Aim of the exercise: Beginning at the line containing "Reviewer note: confirm that every instance of the distant" and continuing to the end of the records below, give each line again exactly as it stands, and only those lines.

* * * * * * * * *

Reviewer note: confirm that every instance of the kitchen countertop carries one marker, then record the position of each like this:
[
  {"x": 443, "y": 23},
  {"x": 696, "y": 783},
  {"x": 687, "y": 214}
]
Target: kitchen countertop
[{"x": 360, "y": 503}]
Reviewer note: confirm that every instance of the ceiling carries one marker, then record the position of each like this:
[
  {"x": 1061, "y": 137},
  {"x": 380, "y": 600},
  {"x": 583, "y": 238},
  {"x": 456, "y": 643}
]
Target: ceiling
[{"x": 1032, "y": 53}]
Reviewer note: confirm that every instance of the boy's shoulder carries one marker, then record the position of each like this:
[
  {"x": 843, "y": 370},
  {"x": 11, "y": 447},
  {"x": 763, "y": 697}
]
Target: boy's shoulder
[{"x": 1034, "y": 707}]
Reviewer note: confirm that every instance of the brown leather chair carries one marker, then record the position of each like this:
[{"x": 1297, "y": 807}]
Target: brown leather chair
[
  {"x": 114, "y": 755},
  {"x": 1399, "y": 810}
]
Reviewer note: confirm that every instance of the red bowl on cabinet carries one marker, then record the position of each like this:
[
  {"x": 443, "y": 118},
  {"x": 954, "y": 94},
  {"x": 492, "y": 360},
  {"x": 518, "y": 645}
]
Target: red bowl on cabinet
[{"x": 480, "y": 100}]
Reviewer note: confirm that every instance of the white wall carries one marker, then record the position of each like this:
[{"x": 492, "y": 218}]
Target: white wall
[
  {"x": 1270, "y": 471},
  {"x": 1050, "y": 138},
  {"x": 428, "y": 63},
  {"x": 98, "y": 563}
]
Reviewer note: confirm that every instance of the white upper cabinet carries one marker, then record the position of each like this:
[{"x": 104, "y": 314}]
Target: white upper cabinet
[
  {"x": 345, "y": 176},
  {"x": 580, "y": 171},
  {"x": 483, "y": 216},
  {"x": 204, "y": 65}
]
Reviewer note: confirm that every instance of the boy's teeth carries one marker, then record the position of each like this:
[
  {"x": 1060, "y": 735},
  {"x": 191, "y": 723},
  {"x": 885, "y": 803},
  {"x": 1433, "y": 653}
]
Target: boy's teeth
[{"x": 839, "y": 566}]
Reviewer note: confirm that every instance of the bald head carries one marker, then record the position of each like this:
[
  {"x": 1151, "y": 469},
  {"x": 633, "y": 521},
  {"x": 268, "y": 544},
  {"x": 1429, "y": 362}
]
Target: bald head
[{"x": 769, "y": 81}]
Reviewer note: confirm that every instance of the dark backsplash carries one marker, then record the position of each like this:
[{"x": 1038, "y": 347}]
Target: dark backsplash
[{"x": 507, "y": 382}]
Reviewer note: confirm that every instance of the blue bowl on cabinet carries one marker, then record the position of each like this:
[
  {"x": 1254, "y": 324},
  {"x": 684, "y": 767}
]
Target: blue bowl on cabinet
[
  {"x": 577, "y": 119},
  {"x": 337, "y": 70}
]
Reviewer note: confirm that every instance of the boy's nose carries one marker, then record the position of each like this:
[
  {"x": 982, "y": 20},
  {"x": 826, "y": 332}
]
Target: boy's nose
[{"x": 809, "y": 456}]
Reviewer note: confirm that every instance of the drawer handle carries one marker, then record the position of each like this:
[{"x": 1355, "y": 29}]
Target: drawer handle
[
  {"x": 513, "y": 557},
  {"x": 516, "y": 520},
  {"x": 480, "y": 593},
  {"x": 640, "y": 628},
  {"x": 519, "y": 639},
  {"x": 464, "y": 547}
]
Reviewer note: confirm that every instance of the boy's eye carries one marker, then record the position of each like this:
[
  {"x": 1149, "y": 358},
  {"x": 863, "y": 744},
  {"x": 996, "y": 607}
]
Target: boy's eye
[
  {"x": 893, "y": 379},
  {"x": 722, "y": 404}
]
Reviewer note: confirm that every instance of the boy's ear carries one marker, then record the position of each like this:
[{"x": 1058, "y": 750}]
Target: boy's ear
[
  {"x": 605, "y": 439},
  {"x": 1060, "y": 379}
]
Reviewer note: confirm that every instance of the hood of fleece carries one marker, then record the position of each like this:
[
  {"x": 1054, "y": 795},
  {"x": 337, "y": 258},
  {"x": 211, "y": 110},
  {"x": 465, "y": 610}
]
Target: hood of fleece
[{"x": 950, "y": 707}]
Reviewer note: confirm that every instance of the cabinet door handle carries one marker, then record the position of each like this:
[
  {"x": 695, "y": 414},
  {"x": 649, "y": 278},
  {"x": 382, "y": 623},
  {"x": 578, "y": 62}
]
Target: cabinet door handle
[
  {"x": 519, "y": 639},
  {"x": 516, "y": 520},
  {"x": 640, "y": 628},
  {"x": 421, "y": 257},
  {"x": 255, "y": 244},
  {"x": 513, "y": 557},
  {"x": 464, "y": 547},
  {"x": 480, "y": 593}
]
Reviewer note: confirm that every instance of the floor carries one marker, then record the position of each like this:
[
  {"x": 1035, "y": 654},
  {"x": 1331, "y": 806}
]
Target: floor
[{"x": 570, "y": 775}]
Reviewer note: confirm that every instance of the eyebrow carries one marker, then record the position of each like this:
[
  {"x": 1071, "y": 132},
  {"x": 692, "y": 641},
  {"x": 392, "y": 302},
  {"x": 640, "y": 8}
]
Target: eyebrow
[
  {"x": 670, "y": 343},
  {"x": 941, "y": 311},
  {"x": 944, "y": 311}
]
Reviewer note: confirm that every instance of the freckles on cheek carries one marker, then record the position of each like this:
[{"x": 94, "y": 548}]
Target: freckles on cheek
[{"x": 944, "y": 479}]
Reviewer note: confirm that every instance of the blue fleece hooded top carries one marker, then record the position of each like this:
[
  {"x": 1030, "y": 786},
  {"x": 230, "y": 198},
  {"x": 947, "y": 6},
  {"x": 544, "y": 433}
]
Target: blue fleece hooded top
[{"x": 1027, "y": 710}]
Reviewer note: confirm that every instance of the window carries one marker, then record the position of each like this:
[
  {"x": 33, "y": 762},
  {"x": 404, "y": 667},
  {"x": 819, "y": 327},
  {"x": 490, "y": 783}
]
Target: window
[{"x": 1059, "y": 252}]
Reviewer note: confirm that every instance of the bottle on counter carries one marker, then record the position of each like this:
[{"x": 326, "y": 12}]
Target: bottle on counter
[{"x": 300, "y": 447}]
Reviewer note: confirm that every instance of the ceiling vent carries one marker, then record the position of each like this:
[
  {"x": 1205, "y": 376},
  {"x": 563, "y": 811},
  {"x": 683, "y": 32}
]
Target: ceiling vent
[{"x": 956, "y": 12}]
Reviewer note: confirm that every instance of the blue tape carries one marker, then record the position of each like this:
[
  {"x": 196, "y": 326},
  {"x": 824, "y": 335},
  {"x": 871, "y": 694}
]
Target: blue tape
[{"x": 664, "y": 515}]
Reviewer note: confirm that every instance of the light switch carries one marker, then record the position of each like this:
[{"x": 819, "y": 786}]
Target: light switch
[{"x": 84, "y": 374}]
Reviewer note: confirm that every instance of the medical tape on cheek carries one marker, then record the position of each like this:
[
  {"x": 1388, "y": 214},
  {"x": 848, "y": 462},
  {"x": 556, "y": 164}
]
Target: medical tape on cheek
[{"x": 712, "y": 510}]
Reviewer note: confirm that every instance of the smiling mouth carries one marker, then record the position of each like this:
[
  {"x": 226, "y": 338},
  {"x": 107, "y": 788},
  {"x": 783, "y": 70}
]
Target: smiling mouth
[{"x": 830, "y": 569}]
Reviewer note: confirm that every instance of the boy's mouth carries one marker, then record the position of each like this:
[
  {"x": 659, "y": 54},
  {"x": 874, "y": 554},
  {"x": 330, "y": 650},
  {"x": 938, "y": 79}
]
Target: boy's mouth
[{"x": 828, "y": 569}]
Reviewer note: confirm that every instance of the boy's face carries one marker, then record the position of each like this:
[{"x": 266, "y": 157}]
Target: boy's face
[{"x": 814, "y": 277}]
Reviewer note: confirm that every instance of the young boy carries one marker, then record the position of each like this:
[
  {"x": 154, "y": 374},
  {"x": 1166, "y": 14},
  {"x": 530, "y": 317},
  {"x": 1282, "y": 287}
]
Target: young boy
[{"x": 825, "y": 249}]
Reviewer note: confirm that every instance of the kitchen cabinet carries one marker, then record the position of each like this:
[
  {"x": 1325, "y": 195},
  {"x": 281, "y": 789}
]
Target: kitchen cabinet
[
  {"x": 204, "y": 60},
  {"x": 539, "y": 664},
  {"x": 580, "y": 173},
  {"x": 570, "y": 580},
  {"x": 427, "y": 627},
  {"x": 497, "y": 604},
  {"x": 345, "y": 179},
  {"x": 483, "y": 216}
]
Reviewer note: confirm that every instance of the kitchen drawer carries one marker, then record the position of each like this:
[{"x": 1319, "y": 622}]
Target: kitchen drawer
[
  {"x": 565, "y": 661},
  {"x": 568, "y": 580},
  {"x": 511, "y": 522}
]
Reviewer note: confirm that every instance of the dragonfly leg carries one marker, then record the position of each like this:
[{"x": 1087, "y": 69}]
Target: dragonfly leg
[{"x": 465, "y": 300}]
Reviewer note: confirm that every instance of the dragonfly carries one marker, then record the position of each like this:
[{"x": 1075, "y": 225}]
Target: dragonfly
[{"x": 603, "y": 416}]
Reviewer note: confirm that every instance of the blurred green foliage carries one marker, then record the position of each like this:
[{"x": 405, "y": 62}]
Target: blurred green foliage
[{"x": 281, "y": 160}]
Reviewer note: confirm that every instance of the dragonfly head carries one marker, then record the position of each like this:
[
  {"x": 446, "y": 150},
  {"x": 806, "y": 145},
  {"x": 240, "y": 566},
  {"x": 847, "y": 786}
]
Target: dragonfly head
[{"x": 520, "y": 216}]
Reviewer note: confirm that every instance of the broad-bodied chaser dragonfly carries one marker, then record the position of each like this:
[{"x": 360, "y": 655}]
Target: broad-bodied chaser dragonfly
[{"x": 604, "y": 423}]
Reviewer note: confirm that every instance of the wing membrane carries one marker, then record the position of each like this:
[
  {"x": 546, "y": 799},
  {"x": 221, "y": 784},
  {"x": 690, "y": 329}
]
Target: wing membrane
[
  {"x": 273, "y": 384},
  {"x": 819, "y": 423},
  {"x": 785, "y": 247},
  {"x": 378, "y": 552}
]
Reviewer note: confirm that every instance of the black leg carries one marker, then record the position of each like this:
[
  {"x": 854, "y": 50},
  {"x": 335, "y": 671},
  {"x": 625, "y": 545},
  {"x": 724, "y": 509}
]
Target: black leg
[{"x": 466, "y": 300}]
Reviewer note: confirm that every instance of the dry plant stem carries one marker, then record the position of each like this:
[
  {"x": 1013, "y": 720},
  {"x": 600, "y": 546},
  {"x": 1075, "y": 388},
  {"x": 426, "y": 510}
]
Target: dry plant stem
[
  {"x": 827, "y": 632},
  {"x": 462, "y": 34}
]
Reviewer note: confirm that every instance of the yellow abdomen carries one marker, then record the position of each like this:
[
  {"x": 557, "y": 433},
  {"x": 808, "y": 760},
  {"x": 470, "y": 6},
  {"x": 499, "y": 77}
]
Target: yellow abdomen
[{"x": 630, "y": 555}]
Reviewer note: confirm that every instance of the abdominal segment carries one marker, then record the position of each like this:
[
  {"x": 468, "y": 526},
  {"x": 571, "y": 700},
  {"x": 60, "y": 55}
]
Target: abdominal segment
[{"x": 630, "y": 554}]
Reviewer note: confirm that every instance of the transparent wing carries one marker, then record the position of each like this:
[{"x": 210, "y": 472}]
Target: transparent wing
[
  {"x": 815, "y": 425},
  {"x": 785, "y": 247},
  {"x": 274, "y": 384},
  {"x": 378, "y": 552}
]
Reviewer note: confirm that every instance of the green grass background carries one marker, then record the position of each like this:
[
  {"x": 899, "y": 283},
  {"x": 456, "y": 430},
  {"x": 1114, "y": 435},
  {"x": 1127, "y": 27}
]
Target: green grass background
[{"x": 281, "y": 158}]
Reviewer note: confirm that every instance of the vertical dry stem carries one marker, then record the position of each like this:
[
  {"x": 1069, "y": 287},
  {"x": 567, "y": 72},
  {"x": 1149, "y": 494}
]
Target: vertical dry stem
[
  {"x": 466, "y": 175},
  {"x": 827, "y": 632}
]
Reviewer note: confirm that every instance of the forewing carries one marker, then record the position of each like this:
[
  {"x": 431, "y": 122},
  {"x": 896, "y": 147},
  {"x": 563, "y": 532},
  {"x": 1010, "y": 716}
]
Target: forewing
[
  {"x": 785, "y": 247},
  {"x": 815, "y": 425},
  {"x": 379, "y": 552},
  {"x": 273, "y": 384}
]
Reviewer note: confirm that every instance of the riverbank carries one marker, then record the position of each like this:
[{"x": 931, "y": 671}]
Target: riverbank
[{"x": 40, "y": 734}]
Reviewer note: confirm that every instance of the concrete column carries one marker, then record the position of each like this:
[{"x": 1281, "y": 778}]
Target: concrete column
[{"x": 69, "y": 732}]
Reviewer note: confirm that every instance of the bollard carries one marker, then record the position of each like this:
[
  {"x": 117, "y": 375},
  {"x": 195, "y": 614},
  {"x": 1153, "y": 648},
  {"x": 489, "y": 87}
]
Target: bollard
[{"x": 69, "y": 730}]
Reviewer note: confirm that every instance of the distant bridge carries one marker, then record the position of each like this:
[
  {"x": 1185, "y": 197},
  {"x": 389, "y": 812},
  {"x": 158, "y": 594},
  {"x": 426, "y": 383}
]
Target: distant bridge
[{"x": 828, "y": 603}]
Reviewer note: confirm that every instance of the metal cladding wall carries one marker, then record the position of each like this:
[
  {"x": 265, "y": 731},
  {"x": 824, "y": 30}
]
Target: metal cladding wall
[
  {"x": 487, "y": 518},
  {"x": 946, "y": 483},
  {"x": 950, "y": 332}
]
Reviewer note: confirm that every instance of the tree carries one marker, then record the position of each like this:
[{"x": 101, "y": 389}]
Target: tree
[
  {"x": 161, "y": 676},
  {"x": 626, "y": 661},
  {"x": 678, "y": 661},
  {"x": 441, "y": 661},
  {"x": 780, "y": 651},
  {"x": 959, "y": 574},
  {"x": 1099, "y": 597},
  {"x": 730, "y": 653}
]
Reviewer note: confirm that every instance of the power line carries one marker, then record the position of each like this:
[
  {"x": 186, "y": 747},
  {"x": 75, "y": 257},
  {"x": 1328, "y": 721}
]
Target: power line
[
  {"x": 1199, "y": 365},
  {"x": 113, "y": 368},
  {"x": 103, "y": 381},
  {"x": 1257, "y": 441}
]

* * * * * * * * *

Reply:
Reviewer note: confirm that every instance of the distant bridge carries one marker, then record the position of each like this:
[
  {"x": 1185, "y": 197},
  {"x": 389, "y": 812},
  {"x": 158, "y": 594},
  {"x": 426, "y": 383}
]
Target: distant bridge
[{"x": 828, "y": 603}]
Reviewer note: confirm that every instance of the metal cladding wall carries one marker, then record the position of each like this:
[
  {"x": 265, "y": 731},
  {"x": 824, "y": 30}
]
Target: metal cladding wall
[
  {"x": 487, "y": 518},
  {"x": 946, "y": 483},
  {"x": 950, "y": 332}
]
Reviewer note: confirm that every instance of the tree carries one marker, then record the position of each like this:
[{"x": 101, "y": 389}]
Target: tree
[
  {"x": 161, "y": 676},
  {"x": 626, "y": 661},
  {"x": 678, "y": 661},
  {"x": 441, "y": 661},
  {"x": 780, "y": 651},
  {"x": 959, "y": 574},
  {"x": 1099, "y": 597},
  {"x": 730, "y": 653}
]
Reviewer note: confirm that every instance of the power line carries one marker, then record the position of each like this:
[
  {"x": 186, "y": 747},
  {"x": 75, "y": 257},
  {"x": 1328, "y": 721}
]
Target: power line
[
  {"x": 1199, "y": 365},
  {"x": 113, "y": 368},
  {"x": 103, "y": 381},
  {"x": 1257, "y": 441}
]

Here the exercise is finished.